Il 9 febbraio 1997 i Soundgarden si esibiscono a Honolulu, capitale delle Hawaii. La Blaisdell Arena ospita quello che sarà l’ultimo pubblico del Down on the Upside Tour, ignaro che quella serata storta entrerà a modo suo nella storia della band di Seattle. Come in ogni evento storico che si rispetti, c’è il contesto, reale, e c’è il pretesto, miccia di una bomba che è solo un oggetto di scena, orpello di un copione già scritto, mentre il vero ordigno nascosto sotto al palcoscenico divora con ingordigia gli ultimi secondi del countdown.

> **CONSEGNA**
Ripeti parola per parola il brano del testo sull'ultimo concerto dei Soundgarden che comincia con «Il 9 febbraio» e prosegue fino a «secondi del countdown.».

> **DATI FORNITI**
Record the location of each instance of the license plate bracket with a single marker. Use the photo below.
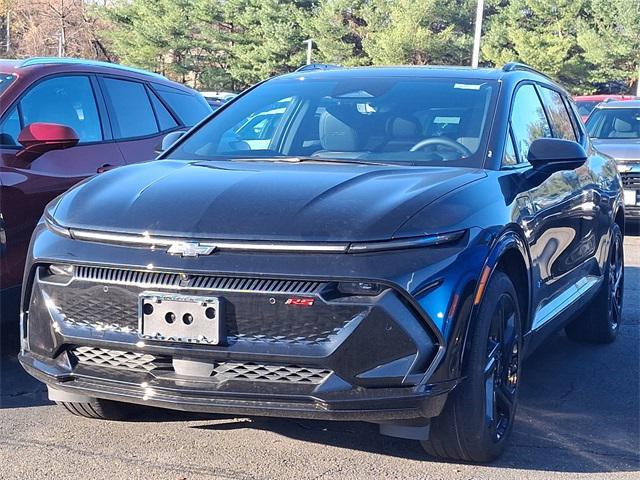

> **SOLUZIONE DELL'ESERCIZIO**
Il 9 febbraio 1997 i Soundgarden si esibiscono a Honolulu, capitale delle Hawaii. La Blaisdell Arena ospita quello che sarà l’ultimo pubblico del Down on the Upside Tour, ignaro che quella serata storta entrerà a modo suo nella storia della band di Seattle. Come in ogni evento storico che si rispetti, c’è il contesto, reale, e c’è il pretesto, miccia di una bomba che è solo un oggetto di scena, orpello di un copione già scritto, mentre il vero ordigno nascosto sotto al palcoscenico divora con ingordigia gli ultimi secondi del countdown.